Dataset items
--- START ---
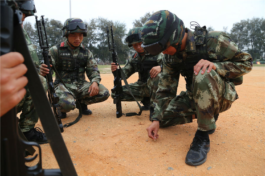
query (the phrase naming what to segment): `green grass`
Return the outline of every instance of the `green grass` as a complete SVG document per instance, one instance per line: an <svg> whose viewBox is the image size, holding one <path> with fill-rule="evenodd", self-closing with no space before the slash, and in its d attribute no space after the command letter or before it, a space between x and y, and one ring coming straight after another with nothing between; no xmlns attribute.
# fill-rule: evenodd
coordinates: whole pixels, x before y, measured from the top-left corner
<svg viewBox="0 0 265 176"><path fill-rule="evenodd" d="M125 66L125 65L121 65L120 66L122 68ZM110 65L98 65L97 67L100 70L100 74L111 73L111 70L110 70Z"/></svg>

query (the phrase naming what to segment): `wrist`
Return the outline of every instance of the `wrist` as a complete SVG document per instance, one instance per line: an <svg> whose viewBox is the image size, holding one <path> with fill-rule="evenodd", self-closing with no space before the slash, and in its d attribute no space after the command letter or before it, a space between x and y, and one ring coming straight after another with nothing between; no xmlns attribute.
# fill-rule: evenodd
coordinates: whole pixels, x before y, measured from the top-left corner
<svg viewBox="0 0 265 176"><path fill-rule="evenodd" d="M160 123L160 120L159 119L156 118L152 118L152 123L154 122L155 123Z"/></svg>

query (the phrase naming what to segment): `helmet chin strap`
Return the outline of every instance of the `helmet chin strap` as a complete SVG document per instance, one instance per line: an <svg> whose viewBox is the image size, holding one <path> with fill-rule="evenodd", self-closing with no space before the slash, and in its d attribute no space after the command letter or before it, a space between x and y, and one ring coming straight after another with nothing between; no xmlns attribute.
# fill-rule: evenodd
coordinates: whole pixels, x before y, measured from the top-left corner
<svg viewBox="0 0 265 176"><path fill-rule="evenodd" d="M67 43L70 44L70 45L71 45L71 46L73 48L74 48L75 49L78 47L78 46L74 46L72 45L72 43L70 43L70 42L68 40L68 38L67 38Z"/></svg>
<svg viewBox="0 0 265 176"><path fill-rule="evenodd" d="M180 51L181 48L181 45L182 43L182 41L180 41L177 45L176 45L175 44L173 44L171 45L171 46L175 48L177 50L177 52L176 52L178 53Z"/></svg>

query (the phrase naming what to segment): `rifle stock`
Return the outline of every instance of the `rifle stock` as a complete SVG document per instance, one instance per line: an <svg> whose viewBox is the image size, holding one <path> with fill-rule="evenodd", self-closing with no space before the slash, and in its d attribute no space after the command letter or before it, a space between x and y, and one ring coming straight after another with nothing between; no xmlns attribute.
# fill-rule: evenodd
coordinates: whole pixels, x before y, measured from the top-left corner
<svg viewBox="0 0 265 176"><path fill-rule="evenodd" d="M123 92L121 84L122 78L121 75L121 71L122 71L120 66L118 55L115 50L115 45L113 40L113 29L112 29L112 26L110 26L111 39L112 41L112 48L110 48L110 39L109 38L109 31L108 28L108 26L106 26L106 27L108 37L109 50L112 51L111 53L112 56L112 61L115 63L116 65L118 66L118 69L115 71L113 73L114 76L114 79L113 81L114 87L113 88L111 89L111 92L115 94L115 97L113 99L113 103L114 104L116 104L116 117L119 118L122 115L121 97L123 95Z"/></svg>

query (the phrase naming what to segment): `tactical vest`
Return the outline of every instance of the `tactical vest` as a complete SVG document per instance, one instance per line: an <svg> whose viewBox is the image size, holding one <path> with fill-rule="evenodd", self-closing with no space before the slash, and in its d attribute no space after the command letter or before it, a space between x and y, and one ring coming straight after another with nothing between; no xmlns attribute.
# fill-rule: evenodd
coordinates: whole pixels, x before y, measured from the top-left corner
<svg viewBox="0 0 265 176"><path fill-rule="evenodd" d="M82 48L79 48L79 52L74 58L68 46L64 46L64 42L57 46L58 50L58 59L55 60L57 71L64 83L70 84L75 81L85 81L85 73L87 66L88 51ZM56 76L54 84L60 82Z"/></svg>
<svg viewBox="0 0 265 176"><path fill-rule="evenodd" d="M150 77L150 71L154 67L158 66L156 57L150 56L146 56L145 60L141 62L137 59L137 57L140 56L136 53L132 57L131 61L130 62L130 64L134 68L135 72L138 72L138 81L143 83L147 82L147 80Z"/></svg>
<svg viewBox="0 0 265 176"><path fill-rule="evenodd" d="M220 32L220 33L221 32ZM195 47L194 50L190 50L187 52L187 57L183 61L183 66L181 69L180 73L185 78L186 83L186 88L191 91L192 84L193 76L193 66L201 59L207 60L211 62L216 60L210 58L209 56L207 47L207 38L209 31L206 29L206 27L196 27L194 33L194 43ZM190 48L191 47L190 46ZM233 82L235 85L239 85L243 82L243 77L241 76L234 79L226 81Z"/></svg>

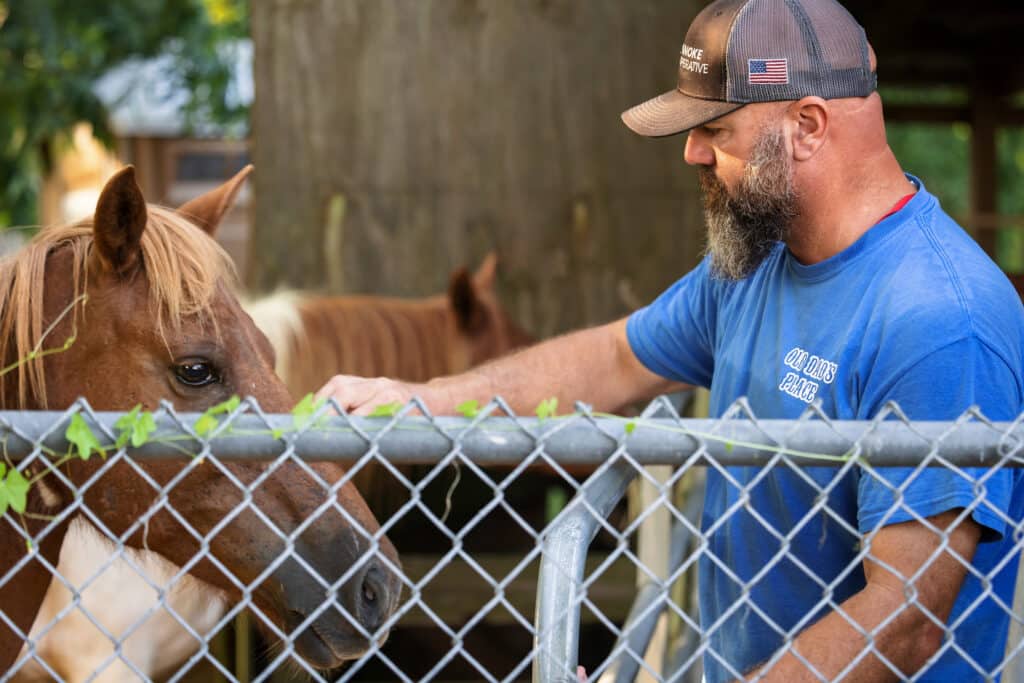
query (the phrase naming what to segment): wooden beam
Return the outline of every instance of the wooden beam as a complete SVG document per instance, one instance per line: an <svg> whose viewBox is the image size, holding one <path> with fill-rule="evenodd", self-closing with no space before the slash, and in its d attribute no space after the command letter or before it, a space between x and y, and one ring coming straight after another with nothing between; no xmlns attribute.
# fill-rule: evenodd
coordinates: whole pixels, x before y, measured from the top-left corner
<svg viewBox="0 0 1024 683"><path fill-rule="evenodd" d="M997 213L998 157L995 148L997 124L994 113L998 105L989 84L977 82L971 88L971 198L973 215ZM977 230L974 237L985 252L995 258L996 233Z"/></svg>
<svg viewBox="0 0 1024 683"><path fill-rule="evenodd" d="M989 105L992 103L989 102ZM971 104L886 104L886 121L895 123L971 123ZM1024 126L1024 110L994 106L988 114L996 128Z"/></svg>

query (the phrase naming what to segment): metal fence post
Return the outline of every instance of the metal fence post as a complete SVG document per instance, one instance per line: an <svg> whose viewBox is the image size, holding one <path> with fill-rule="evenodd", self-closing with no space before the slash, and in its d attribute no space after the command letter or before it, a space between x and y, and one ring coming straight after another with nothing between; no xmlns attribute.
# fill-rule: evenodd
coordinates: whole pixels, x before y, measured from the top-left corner
<svg viewBox="0 0 1024 683"><path fill-rule="evenodd" d="M580 605L587 549L637 469L625 460L598 470L548 527L537 589L534 683L577 680Z"/></svg>

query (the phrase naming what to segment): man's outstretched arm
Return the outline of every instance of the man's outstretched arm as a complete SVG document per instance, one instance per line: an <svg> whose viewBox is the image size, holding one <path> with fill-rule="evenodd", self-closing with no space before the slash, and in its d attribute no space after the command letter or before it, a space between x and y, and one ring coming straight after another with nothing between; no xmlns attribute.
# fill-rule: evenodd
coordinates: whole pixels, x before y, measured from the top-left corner
<svg viewBox="0 0 1024 683"><path fill-rule="evenodd" d="M864 560L867 585L800 634L793 649L828 681L858 657L862 658L843 677L844 683L900 680L874 652L905 676L920 670L942 644L944 633L939 625L949 618L967 574L966 563L974 557L981 537L981 527L970 517L956 521L963 512L956 509L929 517L938 532L919 521L879 530L870 541L870 555L877 561ZM943 536L947 539L944 546ZM911 590L914 597L909 601ZM879 630L884 623L887 626ZM862 632L873 634L873 644ZM787 652L770 668L762 667L744 679L802 683L820 681L819 675Z"/></svg>
<svg viewBox="0 0 1024 683"><path fill-rule="evenodd" d="M684 386L658 377L640 362L630 347L623 318L424 384L338 375L316 396L333 397L346 411L366 415L376 405L406 402L415 395L434 415L449 415L463 401L475 399L483 404L500 395L515 412L528 414L552 396L563 407L583 400L598 411L615 411Z"/></svg>

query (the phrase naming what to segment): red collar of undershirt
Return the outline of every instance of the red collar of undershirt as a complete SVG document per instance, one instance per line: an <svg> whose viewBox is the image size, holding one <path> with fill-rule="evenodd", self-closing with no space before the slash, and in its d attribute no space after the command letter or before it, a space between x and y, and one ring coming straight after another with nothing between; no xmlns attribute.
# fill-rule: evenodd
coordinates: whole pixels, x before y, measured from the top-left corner
<svg viewBox="0 0 1024 683"><path fill-rule="evenodd" d="M881 223L886 218L888 218L889 216L893 215L894 213L896 213L897 211L899 211L900 209L902 209L903 207L905 207L907 205L907 202L909 202L910 200L912 200L913 196L916 195L916 194L918 193L910 193L906 197L902 198L899 202L897 202L896 204L893 205L893 208L890 209L889 212L886 215L882 216L882 218L879 218L878 222Z"/></svg>

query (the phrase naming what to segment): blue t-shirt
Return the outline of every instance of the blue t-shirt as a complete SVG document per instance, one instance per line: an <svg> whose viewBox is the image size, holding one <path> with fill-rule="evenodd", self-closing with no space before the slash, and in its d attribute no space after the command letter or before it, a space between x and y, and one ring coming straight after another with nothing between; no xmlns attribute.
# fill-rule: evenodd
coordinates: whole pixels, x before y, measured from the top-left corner
<svg viewBox="0 0 1024 683"><path fill-rule="evenodd" d="M715 417L746 396L769 419L797 418L819 401L834 419L867 420L890 400L912 420L952 420L971 405L992 420L1015 418L1024 409L1020 298L910 179L920 189L903 209L820 263L803 265L780 244L731 283L712 278L705 259L630 317L633 351L658 375L710 387ZM949 620L955 646L943 645L919 680L996 672L1017 570L1012 525L1024 518L1021 472L927 468L900 503L895 486L911 472L708 469L699 582L709 683L749 672L786 633L863 588L860 535L969 507L983 536Z"/></svg>

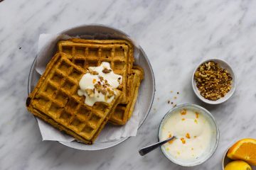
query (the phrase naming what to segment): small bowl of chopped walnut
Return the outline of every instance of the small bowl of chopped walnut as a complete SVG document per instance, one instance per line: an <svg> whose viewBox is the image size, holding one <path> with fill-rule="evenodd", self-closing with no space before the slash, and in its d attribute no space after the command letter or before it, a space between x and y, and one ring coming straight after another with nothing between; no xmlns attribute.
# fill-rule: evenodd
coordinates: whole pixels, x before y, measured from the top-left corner
<svg viewBox="0 0 256 170"><path fill-rule="evenodd" d="M220 104L233 94L235 74L230 64L220 59L207 60L193 73L192 87L196 95L208 104Z"/></svg>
--- END ---
Put the lines of the records into a numbered list, starting at the first line and ending with the line that contains "123L160 120L159 119L156", including both. Skip blank lines and leave out the pictures.

1. query (the phrase naming what to segment): `green grass`
2. Return the outline of every instance of the `green grass` as a complete SVG document per instance, one instance per line: an <svg> whose viewBox is the image size, holding one <path> with fill-rule="evenodd", self-closing with no space before the slash, and in its d attribute no space after the command letter or before it, a space between x and y, and one ring coming straight after another with nothing between; no xmlns attribute.
3. # fill-rule: evenodd
4. coordinates: whole pixels, x before y, measured from the top-left corner
5. <svg viewBox="0 0 265 176"><path fill-rule="evenodd" d="M125 66L125 65L121 65L120 66L122 68ZM110 65L98 65L97 67L100 70L100 74L111 73L111 70L110 70Z"/></svg>
6. query (the phrase naming what to segment): `wrist`
7. Return the outline of every instance of the `wrist` as a complete SVG document per instance, one instance per line: an <svg> whose viewBox is the image size, holding one <path> with fill-rule="evenodd", self-closing with no space before the slash, and in its d attribute no space after the command letter or before it, a space between x and y, and one ring coming straight after another with nothing between; no xmlns attribute.
8. # fill-rule: evenodd
9. coordinates: whole pixels, x before y, measured from the top-left corner
10. <svg viewBox="0 0 265 176"><path fill-rule="evenodd" d="M160 123L160 120L159 119L156 118L152 118L152 123L154 122L155 123Z"/></svg>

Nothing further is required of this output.